*Exercício A:* Reproduza o trecho do texto sobre João Gilberto que vai de "Pacífico acredita que" até "imobiliária em Diamantina.", substituindo "banheiro" por "quarto".
*Exercício B:* No texto sobre João Gilberto, quantos meses durou a temporada em que o jovem músico morou na casa da irmã mais velha?

*Bloco de texto:*
Pacífico guarda com muito carinho as memórias da convivência com João Gilberto, nos anos de juventude e antes que ele se tornasse o pai da bossa nova. Ele tinha 21 anos, tocava em um grupo vocal e ainda não havia gravado o marco bossa-novista Desafinado, de 1958. “À noite, a gente saía pelos bares de Copacabana. Inclusive teve um deles, o Drink, em que o porteiro o barrou na porta. Isso foi antes ainda de ele se tornar conhecido”, conta Pacífico, divertindo-se com a lembrança.
Segundo o mineiro que depois se tornou figura de destaque da chamada Turma da Savassi, na juventude João Gilberto era muito tímido, mas já tocava violão muito bem. “Em 1956, fui para o Rio gravar o primeiro disco independente do Brasil e chamei o João Gilberto, que ainda não era conhecido, para tocar o trecho para mim. O cara que iria tocar comigo desistiu de ir na última hora, alegando ter medo de viajar até o Rio. Então, combinei tudo com o João. Ele marcou certo comigo de ir, mas também não apareceu”, conta Pacífico, rindo. Na verdade, embora tenha frequentado várias vezes a casa de Pacífico Mascarenhas no Bairro Cidade Jardim, em BH, João Gilberto nunca chegou a gravar com ele. Ele dividiram apenas ensaios caseiros, recentemente divulgados no YouTube com o nome de “Pouca Duração”.
Pacífico acredita que João Gilberto não faça ideia do orgulho que Diamantina teria em receber de volta o músico, no berço da bossa nova. Segundo revelou o escritor Ruy Castro no livro Chega de saudade – episódio recontado na obra Ho-ba-la-lá – À procura de João Gilberto, do alemão Marc Fischer – foi na cidade histórica mineira que o jovem João Gilberto se trancava no banheiro, em busca da melhor acústica possível para praticar o violão, durante a temporada de sete meses em que morou na casa da irmã mais velha, Maria da Conceição, a Dadainha, e do cunhado, o engenheiro Péricles Sá, escalado pelo então Departamento de Estradas Regional (DER) para abrir as estradas que ligam Diamantina à região do Vale do Jequitinhonha. A casa de Dadainha, que atualmente mora em Vitória (ES), é hoje sede de imobiliária em Diamantina.

Itens armazenados
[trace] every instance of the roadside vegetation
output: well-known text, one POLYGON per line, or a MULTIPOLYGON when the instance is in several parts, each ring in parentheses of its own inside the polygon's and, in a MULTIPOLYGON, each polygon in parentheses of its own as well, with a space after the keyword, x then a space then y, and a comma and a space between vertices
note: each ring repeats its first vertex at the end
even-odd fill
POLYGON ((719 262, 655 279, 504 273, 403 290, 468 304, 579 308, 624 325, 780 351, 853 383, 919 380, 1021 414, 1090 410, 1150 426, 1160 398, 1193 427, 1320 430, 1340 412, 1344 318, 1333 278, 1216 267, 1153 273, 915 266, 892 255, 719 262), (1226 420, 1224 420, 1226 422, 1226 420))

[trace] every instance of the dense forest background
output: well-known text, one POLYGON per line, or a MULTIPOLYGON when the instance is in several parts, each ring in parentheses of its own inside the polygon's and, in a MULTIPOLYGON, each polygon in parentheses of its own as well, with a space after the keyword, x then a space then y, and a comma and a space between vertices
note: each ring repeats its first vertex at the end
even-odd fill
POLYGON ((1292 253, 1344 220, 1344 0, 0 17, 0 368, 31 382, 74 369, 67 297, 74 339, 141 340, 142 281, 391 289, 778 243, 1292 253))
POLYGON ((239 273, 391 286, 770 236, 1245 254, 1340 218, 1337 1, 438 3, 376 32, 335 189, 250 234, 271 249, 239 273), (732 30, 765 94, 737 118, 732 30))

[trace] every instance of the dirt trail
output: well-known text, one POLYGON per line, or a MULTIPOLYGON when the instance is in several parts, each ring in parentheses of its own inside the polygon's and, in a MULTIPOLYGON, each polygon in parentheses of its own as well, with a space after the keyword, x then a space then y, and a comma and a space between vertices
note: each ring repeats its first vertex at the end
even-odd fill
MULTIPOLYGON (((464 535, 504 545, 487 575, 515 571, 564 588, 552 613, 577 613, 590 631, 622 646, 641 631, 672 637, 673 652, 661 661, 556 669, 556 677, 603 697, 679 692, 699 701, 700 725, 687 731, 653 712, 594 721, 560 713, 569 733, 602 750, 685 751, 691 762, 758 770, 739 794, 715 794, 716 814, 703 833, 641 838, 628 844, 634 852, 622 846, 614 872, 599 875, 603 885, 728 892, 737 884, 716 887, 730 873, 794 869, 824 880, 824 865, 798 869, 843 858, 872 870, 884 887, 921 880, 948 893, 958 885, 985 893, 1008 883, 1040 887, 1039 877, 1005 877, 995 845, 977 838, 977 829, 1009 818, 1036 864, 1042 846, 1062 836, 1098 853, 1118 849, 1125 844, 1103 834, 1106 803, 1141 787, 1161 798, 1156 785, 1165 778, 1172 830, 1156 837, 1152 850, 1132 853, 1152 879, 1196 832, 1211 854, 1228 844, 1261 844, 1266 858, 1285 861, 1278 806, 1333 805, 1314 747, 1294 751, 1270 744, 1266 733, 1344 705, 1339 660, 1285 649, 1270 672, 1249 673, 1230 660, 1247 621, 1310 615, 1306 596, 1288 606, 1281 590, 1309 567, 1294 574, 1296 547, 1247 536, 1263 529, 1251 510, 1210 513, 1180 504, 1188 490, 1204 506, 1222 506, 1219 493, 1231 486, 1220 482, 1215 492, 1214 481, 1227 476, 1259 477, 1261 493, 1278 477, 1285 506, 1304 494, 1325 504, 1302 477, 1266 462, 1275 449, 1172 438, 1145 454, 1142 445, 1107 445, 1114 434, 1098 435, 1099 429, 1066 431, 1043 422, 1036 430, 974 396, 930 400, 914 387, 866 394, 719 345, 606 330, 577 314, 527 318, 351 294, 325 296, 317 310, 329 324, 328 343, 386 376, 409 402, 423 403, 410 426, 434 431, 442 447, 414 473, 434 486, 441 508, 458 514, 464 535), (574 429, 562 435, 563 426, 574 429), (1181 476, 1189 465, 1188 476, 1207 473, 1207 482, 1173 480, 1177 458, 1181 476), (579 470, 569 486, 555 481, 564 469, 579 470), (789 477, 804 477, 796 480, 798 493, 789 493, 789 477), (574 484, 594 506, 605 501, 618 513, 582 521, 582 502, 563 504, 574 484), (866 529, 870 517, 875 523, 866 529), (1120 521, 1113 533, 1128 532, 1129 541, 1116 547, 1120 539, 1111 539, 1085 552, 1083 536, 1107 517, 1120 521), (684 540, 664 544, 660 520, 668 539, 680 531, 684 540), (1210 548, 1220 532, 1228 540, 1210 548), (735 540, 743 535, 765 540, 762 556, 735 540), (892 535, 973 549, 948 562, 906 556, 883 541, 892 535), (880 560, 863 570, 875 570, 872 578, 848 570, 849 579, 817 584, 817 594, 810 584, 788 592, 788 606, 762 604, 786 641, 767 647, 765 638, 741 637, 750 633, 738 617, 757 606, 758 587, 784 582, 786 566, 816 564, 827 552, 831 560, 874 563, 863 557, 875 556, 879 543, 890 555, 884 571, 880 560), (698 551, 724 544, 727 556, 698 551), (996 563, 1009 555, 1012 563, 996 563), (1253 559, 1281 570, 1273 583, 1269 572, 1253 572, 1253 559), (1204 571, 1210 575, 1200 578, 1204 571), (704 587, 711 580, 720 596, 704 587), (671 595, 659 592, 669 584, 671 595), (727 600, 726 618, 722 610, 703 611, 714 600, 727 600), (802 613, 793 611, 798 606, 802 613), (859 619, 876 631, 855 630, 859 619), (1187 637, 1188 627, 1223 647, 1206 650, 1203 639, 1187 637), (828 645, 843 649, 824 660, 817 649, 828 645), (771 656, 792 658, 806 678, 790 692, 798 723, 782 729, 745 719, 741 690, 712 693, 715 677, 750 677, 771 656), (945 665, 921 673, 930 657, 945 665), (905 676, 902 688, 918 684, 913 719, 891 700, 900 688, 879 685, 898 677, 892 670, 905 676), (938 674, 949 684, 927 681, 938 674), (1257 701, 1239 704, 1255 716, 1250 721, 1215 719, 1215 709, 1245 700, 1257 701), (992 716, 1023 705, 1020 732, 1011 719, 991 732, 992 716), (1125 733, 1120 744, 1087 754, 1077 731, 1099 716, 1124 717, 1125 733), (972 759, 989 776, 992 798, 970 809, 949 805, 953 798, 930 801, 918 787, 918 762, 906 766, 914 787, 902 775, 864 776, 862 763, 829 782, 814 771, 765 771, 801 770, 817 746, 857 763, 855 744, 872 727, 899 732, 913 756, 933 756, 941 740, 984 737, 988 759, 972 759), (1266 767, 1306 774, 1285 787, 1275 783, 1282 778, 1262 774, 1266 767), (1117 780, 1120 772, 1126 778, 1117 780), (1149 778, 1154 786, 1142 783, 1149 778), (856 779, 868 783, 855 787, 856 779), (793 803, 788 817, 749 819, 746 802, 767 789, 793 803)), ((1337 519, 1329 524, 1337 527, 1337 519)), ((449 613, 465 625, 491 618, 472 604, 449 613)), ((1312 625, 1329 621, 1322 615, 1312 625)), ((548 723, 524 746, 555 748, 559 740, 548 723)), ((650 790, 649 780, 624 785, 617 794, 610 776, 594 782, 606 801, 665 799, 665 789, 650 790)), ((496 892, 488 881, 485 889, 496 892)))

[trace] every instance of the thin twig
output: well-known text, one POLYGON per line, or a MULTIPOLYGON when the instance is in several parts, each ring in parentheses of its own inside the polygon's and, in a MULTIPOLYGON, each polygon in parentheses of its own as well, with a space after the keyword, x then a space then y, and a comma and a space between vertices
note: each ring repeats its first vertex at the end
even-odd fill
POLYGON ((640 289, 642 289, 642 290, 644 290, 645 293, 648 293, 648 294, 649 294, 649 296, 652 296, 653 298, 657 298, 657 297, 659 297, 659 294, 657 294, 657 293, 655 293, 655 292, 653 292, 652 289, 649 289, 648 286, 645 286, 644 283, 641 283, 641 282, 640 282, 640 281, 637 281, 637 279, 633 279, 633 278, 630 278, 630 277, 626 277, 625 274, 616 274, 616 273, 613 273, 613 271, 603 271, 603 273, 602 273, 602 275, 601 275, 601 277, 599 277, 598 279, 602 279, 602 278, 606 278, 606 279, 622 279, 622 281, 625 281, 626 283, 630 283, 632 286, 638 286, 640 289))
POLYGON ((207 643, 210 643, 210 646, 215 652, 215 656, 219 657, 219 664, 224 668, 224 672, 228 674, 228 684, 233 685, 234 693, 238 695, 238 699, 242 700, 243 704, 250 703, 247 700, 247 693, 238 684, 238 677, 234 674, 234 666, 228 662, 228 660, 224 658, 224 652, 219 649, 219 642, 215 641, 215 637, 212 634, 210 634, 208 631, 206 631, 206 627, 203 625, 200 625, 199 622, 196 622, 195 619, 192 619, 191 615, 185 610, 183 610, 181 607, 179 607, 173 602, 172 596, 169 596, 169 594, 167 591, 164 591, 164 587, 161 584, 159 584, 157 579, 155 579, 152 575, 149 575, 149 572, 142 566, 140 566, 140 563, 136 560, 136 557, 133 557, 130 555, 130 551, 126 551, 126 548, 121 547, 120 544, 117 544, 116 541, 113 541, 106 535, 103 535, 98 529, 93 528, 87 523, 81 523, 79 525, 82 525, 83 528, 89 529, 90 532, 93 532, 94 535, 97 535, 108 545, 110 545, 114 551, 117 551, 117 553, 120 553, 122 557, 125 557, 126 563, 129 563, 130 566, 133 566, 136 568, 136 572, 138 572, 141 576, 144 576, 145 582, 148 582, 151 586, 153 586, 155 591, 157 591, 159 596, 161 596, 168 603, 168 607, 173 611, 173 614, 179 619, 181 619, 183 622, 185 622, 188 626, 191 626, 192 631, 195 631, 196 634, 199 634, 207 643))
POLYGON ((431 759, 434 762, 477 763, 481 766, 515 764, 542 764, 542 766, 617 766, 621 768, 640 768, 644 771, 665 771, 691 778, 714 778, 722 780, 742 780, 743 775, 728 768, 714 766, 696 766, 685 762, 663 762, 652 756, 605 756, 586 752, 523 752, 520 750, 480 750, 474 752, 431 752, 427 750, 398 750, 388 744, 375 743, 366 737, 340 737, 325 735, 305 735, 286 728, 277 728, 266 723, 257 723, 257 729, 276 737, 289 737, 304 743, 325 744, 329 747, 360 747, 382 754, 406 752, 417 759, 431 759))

*Resposta escrita A:*
Pacífico acredita que João Gilberto não faça ideia do orgulho que Diamantina teria em receber de volta o músico, no berço da bossa nova. Segundo revelou o escritor Ruy Castro no livro Chega de saudade – episódio recontado na obra Ho-ba-la-lá – À procura de João Gilberto, do alemão Marc Fischer – foi na cidade histórica mineira que o jovem João Gilberto se trancava no quarto, em busca da melhor acústica possível para praticar o violão, durante a temporada de sete meses em que morou na casa da irmã mais velha, Maria da Conceição, a Dadainha, e do cunhado, o engenheiro Péricles Sá, escalado pelo então Departamento de Estradas Regional (DER) para abrir as estradas que ligam Diamantina à região do Vale do Jequitinhonha. A casa de Dadainha, que atualmente mora em Vitória (ES), é hoje sede de imobiliária em Diamantina.

*Resposta escrita B:* Sete meses.